Shale formations have been an important source of growth in crude oil production and associated gas production (or NGL rich gas), but EIA’s decision to discontinue its historical breakout of associated natural gas production has degraded the value of EIA’s natural gas statistics in NGL supply analysis. Fortunately, oil and gas commissions in some key states continue to require producers to provide details of natural production based on traditional categories.

Texas Railroad Commission (TXRRC) statistics for 2006-09 showed associated gas production in Texas increased by 30-60 MMcfd, and growth rates accelerated to 331 MMcfd/year in fourth-quarter 2010 and 624 MMcfd/year in fourth-quarter 2011. Associated gas production increased by 1 bcfd/year during fourth-quarter 2012 through second-quarter 2013.

● **Job 1**: According to the passage on associated gas production, why have the U.S. Energy Information Administration's natural gas statistics lost value for NGL supply analysis? Answer in one to three sentences.
● **Job 2**: Set down the part of the passage on associated gas production starting with "Shale formations have" and going on through "on traditional categories.".
The lines here are taken from a source separate from the passage.

● **Dataset entries**:

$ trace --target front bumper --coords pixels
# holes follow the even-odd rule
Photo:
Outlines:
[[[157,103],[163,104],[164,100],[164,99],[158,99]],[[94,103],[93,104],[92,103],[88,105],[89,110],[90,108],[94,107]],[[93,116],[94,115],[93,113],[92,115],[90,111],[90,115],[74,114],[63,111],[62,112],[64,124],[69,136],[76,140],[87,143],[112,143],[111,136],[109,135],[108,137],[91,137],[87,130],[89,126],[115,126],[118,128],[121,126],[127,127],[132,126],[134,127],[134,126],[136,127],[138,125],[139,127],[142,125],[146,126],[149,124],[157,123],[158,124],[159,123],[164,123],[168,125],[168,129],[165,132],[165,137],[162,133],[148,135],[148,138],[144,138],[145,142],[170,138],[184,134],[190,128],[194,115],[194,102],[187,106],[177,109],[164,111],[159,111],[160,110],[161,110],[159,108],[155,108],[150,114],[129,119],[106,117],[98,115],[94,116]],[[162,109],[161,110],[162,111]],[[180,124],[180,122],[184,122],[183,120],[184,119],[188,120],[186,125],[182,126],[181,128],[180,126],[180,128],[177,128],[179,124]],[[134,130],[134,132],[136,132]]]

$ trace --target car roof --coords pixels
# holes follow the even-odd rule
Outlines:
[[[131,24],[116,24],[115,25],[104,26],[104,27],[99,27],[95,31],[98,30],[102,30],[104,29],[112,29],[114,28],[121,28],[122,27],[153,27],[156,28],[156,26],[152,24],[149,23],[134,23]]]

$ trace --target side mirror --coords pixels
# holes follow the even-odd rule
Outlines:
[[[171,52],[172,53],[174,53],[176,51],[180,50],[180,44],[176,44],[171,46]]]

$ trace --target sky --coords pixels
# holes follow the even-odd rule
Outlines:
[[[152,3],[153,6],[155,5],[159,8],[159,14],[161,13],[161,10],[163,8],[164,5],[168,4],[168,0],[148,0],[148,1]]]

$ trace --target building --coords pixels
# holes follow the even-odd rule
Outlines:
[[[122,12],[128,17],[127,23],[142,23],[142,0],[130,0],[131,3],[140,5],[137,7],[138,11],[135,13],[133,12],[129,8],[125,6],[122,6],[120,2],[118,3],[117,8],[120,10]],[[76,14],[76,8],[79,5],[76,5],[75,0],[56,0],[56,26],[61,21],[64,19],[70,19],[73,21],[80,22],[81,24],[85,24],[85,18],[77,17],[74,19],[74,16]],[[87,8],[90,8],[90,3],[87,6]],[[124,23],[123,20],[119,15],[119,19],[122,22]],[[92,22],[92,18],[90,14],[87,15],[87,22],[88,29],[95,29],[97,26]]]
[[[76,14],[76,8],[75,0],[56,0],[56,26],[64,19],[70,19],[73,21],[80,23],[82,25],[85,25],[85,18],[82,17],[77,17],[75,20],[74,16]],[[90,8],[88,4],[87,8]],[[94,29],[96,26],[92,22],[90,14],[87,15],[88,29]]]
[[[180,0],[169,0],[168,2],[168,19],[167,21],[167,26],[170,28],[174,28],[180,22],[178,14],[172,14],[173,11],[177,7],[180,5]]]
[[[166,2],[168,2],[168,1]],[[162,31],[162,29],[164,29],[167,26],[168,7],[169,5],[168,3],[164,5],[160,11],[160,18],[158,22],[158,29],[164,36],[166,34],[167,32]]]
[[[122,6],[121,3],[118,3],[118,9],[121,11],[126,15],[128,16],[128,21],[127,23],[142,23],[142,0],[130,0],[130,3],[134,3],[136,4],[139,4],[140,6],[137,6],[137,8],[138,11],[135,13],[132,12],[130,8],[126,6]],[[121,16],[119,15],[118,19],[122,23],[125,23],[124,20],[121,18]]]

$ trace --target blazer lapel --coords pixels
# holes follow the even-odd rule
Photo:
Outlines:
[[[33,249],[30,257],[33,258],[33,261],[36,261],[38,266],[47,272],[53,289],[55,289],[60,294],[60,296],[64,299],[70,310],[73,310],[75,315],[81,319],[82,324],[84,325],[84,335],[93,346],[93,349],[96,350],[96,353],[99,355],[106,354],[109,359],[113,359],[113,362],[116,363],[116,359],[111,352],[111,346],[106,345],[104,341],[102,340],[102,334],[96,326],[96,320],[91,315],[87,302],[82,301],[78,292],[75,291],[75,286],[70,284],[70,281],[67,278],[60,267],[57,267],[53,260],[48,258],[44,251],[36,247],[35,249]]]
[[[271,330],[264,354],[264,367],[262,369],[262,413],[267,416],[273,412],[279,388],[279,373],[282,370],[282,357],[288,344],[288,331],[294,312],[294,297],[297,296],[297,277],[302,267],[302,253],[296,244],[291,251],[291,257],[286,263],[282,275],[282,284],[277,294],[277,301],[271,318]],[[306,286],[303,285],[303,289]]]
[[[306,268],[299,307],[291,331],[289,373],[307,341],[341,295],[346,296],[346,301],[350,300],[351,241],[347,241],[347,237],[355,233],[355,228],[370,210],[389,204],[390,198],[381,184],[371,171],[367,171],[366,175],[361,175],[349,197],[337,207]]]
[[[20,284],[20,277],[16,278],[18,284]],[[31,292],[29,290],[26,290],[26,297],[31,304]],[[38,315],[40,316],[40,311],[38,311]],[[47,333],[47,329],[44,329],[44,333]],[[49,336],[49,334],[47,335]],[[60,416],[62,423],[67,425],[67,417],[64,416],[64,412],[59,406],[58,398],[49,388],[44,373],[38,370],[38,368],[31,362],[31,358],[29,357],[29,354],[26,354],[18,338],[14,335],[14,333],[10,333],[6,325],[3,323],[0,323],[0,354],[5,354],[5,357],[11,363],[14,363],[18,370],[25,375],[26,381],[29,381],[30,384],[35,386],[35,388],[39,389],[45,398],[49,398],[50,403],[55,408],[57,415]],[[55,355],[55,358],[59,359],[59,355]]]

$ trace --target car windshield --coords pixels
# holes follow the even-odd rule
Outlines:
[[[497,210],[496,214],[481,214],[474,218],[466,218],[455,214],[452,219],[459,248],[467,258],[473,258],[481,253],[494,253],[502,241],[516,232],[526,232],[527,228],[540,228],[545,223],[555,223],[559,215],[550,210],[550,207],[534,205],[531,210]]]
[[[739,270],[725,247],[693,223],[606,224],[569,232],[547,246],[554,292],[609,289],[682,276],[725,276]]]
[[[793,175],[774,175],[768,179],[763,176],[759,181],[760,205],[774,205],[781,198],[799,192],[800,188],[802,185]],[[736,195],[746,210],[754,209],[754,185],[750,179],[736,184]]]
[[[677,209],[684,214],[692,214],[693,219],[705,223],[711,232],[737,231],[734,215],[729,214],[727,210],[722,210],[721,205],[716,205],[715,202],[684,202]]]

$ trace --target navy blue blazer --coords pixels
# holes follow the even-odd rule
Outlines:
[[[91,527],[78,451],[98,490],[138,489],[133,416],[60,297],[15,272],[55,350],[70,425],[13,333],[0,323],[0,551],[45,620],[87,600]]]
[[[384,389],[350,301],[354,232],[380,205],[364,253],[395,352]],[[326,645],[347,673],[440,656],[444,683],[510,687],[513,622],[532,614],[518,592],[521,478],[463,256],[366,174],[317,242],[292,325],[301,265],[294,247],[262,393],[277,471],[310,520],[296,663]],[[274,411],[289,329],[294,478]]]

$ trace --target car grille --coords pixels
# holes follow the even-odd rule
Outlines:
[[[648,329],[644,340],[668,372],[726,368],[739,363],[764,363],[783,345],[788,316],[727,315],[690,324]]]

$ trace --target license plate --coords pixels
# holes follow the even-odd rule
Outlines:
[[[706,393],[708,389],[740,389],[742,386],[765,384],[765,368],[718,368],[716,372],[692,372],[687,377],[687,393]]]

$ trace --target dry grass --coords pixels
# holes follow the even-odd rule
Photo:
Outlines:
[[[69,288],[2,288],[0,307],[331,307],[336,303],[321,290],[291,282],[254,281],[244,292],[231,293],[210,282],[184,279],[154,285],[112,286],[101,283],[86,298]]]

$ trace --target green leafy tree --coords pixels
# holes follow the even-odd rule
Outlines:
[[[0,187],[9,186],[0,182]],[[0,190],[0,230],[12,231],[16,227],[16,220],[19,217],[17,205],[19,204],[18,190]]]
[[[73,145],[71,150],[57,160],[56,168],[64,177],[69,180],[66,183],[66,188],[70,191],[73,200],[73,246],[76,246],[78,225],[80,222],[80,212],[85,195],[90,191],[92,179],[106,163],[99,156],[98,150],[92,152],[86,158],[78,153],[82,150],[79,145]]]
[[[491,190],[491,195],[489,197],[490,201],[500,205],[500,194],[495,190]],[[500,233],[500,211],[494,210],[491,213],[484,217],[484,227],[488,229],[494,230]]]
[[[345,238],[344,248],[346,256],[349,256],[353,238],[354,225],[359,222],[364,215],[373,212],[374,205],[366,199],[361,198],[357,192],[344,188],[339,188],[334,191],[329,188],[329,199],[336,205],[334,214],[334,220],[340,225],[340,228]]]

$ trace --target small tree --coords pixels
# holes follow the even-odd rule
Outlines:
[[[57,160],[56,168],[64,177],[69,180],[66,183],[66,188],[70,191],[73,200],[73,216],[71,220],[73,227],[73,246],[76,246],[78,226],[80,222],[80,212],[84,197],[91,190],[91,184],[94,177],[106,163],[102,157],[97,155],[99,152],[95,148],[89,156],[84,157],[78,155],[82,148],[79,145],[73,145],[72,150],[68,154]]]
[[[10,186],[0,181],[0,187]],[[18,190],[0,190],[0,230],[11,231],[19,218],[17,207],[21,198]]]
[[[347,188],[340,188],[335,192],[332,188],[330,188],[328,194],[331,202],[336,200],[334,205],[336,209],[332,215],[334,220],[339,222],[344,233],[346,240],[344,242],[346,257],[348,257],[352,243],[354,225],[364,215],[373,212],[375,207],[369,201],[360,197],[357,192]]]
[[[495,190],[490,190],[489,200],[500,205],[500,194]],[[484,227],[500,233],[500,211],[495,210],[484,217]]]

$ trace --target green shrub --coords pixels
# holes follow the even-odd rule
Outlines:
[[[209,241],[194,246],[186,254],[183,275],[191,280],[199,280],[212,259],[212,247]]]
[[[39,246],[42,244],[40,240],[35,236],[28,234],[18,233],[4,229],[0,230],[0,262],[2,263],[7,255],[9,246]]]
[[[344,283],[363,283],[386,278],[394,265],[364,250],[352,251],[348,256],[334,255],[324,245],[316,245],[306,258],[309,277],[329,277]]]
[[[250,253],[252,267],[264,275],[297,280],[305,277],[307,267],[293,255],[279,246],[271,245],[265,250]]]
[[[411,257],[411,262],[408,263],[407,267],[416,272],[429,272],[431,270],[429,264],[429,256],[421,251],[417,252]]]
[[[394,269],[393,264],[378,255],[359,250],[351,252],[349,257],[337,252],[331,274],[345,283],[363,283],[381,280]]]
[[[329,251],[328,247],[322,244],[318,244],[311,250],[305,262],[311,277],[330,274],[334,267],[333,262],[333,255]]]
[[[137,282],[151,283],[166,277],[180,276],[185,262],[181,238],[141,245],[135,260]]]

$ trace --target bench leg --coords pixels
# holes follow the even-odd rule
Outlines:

● **Correct result 1**: They lost value because EIA decided to stop reporting its historical breakout of associated natural gas production. This matters because shale formations have driven growth in crude oil production and in associated, NGL-rich gas production.

● **Correct result 2**:
Shale formations have been an important source of growth in crude oil production and associated gas production (or NGL rich gas), but EIA’s decision to discontinue its historical breakout of associated natural gas production has degraded the value of EIA’s natural gas statistics in NGL supply analysis. Fortunately, oil and gas commissions in some key states continue to require producers to provide details of natural production based on traditional categories.